Make sure you fit the eligibility criteria to become a private pilot. You should be at least 17 years of age. Aside from that, you should be able to read, write, speak, and understand the English language, and you will have to complete and pass the knowledge exam and flight training requirements.

(Read more about eligibility requirements here)

 

2. Have a Student Pilot Certificate and Aviation Medical Certificate

These two certificates are needed before you can fly solo. You can obtain them by applying through the Integrated Airman Certification and Rating Application (IACRA) website, or you can go to a Flight Standards District Office (FSDO) and submit an application there. You can obtain one from an Aviation Medical Examiner (AME) near you for the aviation medical certificate.

 

3. Find an Instructor

This is not required if you already have a flight school or flight instructor. To find an instructor, you can go and check at your local airport to see if there are flight schools or FBOs there to find a flight instructor who might be willing to teach you.

 

4. Pass the FAA Written Exam

This exam must be completed before you can take the final private pilot check ride for your certificate. Some flight schools or instructors will require you to pass this exam first before getting in an aeroplane. But some might allow you to fly as much as you want while you study at home for this exam.

 

5. Start Flying

You will need to obtain the required flight experience and flight hours for your FAA Practical Exam, which is the check ride. Before you can fly solo, you should have at least 10 flight hours. You’ll start by learning the basic maneuvers such as takeoff, landing, descents, turns, and climbs. You can take your time learning how to operate the plane and the emergency procedures and radio communication procedures.

- _STORED DATA_
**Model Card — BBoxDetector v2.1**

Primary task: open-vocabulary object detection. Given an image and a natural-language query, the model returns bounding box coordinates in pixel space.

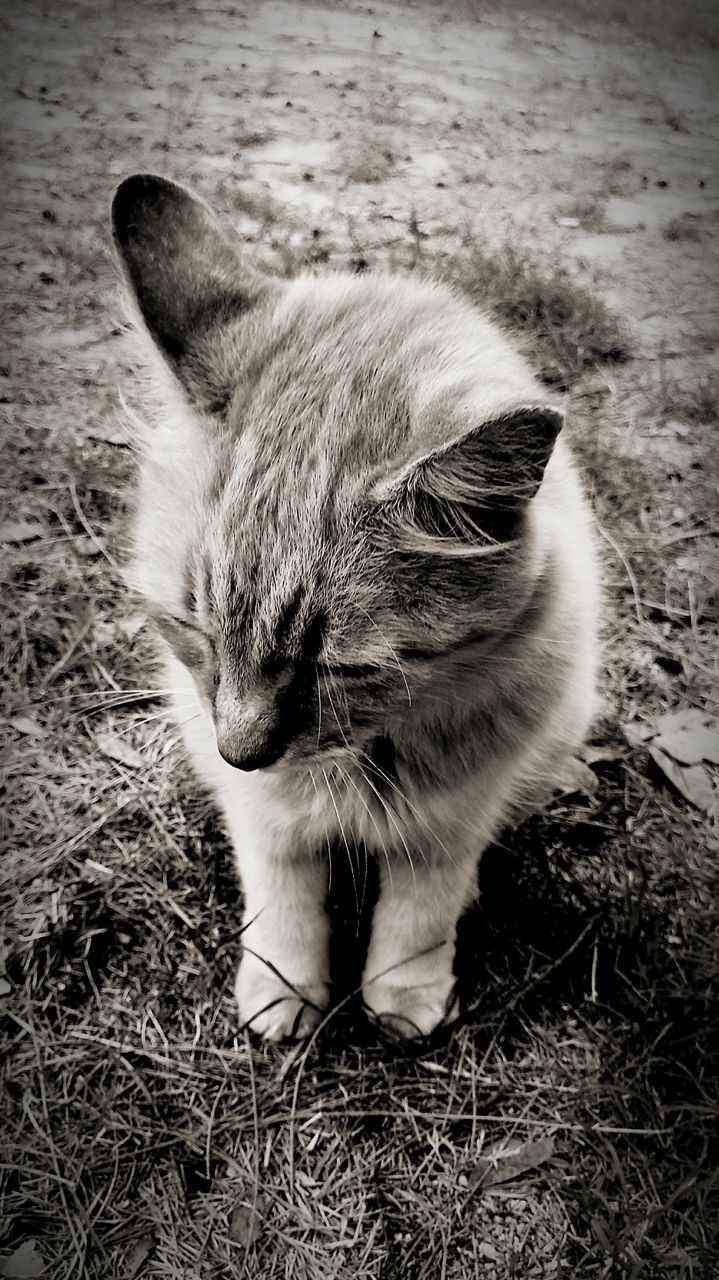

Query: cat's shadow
[322,819,597,1039]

- _REQUIREMENT A_
Using the text on becoming a private pilot, answer each of the following, marking each answer to match:
(i) What is the minimum age to become a private pilot?
(ii) Who issues the aviation medical certificate?
(iii) How many flight hours should you have before you can fly solo?
- _REQUIREMENT B_
Extend the text on becoming a private pilot, starting after its final sentence.

- _TASK ANSWER A_
(i) At least 17 years of age.
(ii) An Aviation Medical Examiner (AME).
(iii) At least 10 flight hours.

- _TASK ANSWER B_
 

6. Take the FAA Practical Exam

You have to gain flying experience before this exam. You will need a minimum of 40 flight hours. That includes 20 hours of flight time with the instructor, 10 hours of solo flight, 3 hours of cross-country flying with an instructor, 3 hours of night flying (including one cross-country flight of over 100 nautical miles total distance and ten takeoffs and landings to a full stop at an airport), and many more flying hours requirements.

The FAA examiner will be the one to give you the check ride, and it will consist of a verbal exam and a flight exam that will take several hours.

 

7. Getting your License

If you’ve completed your FAA Practical Exam, you will be assisted by your examiner in filling out the FAA paperwork online. You’ll have to pay them, so it is best to discuss this beforehand. The examiner will then give you a temporary private pilot certificate which you can use while waiting for the official document issued by the FAA through the mail.

 

We hope these will help guide you in achieving that dream.

Just remember to trust the process, and most importantly, keep on believing in yourself.